### The request
Retype nothing but the lines running from the line that contains "In the photo above, where can the black front" to the last line, both ends included, and skip every image.

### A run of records
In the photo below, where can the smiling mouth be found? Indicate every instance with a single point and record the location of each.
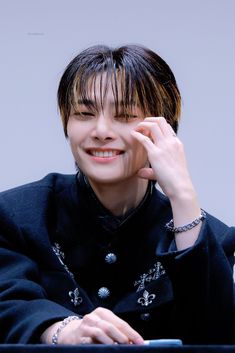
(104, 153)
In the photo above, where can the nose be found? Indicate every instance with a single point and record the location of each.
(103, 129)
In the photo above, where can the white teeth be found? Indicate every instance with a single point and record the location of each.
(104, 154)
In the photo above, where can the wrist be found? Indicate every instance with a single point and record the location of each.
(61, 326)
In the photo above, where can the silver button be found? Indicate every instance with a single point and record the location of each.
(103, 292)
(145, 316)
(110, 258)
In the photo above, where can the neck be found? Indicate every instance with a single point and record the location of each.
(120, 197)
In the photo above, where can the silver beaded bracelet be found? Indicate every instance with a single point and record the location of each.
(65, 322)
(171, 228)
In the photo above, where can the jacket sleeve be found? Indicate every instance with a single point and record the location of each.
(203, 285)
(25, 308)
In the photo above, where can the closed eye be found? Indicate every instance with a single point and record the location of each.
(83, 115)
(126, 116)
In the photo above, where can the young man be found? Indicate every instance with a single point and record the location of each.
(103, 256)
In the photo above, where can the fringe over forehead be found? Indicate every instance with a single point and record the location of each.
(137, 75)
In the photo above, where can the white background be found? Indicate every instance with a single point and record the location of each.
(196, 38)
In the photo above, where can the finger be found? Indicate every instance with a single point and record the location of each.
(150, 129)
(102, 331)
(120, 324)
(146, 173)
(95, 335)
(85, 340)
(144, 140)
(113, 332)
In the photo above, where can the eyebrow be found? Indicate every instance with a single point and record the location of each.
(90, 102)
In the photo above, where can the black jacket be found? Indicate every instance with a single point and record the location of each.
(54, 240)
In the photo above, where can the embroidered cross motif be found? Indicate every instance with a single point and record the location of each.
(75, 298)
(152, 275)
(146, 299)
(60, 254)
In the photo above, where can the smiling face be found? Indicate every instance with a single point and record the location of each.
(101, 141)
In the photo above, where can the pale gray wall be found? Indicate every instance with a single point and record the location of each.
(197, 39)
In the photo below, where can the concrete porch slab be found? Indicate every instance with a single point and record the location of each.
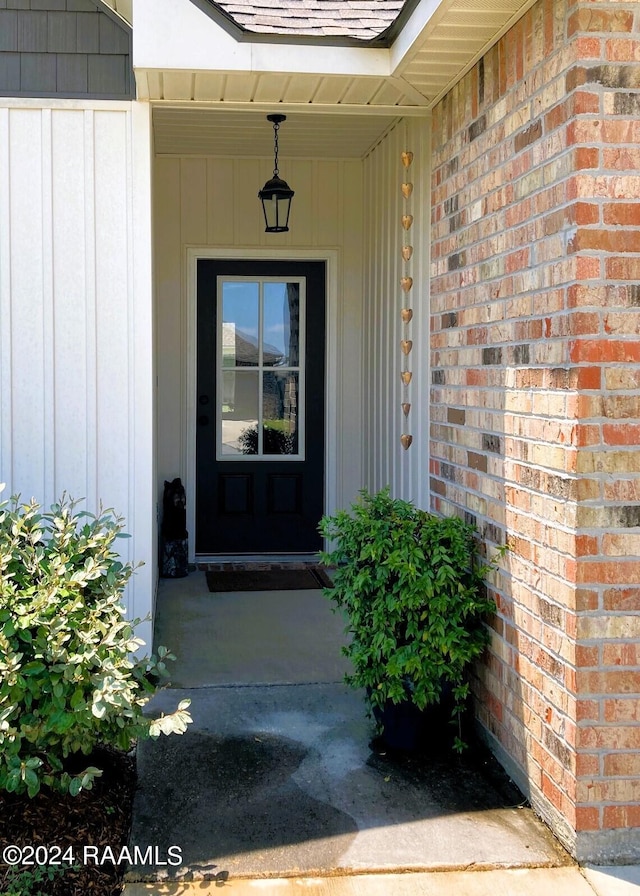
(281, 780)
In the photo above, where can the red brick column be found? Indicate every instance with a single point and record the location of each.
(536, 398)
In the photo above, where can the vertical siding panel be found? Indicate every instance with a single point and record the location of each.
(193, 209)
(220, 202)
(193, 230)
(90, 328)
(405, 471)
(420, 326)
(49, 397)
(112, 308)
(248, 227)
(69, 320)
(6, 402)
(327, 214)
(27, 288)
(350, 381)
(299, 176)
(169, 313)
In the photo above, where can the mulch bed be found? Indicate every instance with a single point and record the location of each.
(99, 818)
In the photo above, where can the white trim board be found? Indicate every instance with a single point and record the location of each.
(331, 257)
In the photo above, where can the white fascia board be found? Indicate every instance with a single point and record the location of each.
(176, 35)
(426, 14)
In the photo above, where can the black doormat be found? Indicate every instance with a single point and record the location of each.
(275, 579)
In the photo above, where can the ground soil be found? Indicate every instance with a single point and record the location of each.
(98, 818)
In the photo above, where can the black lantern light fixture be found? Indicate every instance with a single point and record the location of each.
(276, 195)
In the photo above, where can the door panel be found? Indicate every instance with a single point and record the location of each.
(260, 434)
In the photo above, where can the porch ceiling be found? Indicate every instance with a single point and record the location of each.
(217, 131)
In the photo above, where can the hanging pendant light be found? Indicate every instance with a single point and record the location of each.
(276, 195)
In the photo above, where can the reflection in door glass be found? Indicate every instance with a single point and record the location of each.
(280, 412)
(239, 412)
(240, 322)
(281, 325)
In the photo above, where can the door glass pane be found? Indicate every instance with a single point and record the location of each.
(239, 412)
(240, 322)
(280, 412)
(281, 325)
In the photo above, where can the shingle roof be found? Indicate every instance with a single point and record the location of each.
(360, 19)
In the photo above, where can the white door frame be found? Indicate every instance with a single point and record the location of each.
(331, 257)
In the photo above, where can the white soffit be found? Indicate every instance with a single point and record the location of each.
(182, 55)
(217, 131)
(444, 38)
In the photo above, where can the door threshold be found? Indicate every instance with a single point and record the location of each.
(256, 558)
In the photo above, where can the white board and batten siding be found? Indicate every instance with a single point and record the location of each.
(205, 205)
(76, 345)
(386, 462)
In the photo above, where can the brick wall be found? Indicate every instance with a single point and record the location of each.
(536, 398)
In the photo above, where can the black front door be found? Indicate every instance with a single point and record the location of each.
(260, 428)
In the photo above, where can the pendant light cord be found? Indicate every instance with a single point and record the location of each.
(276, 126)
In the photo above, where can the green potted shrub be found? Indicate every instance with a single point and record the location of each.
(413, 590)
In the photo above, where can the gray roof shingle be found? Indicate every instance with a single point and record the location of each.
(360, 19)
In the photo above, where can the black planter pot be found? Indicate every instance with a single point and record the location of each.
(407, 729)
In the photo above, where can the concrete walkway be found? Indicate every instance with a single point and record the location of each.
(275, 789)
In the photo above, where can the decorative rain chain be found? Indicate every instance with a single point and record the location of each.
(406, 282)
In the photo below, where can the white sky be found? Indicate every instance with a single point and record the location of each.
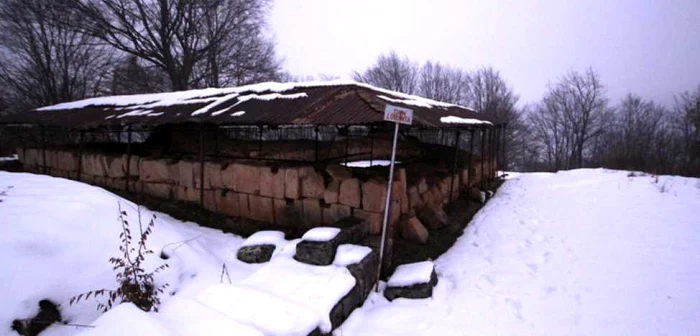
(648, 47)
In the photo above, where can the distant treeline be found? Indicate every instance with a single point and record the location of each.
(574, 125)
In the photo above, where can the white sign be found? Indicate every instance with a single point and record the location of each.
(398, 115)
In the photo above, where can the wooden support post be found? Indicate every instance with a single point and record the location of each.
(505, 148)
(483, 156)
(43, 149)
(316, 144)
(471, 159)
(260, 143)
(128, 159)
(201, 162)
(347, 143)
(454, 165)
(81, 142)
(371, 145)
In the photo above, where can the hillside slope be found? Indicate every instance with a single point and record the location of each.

### Exercise answer
In the photo above, where can the black front door be found? Indicate every instance with a single point and record the location of each.
(260, 428)
In the photo above, where can the pendant light cord be found? Indicate every instance with a single point and record the location of each.
(276, 126)
In the photo above, where can the green potted shrub be found? Indicate every instance with a single point and record the location of each.
(413, 590)
In the photo above, where can the gray roof shingle be found? Indicate every instance with a single point and record the location of each.
(360, 19)
In the photo above, where can the black planter pot be found? Indicate every instance with a single point and record the location of each.
(407, 729)
In the photo above, where can the concrete walkway be found? Indicate every instance with a single point and record the location of each.
(275, 789)
In the photo above, where can the decorative rain chain be found? Indicate every instance with a single point and record the location of each.
(406, 282)
In the photo below, where can the white sky be found? Indicate every instance with a single point and record the location of each.
(648, 47)
In the photo above, where can the distant treeline be found? Indicate every instance with a single point and record the location of each.
(574, 125)
In the photo above, where can the white sign be found? Indicate every instance with a single point and record the location of each.
(398, 115)
In the photo above, where can the wooden support post be found? Indicate every instance with a single point and record the location of each.
(505, 148)
(483, 156)
(43, 149)
(316, 144)
(471, 159)
(260, 143)
(128, 159)
(201, 162)
(347, 143)
(454, 165)
(81, 142)
(371, 145)
In the photo above, where can the hillside slope be found? Indicate every instance with a single point and record the location of each.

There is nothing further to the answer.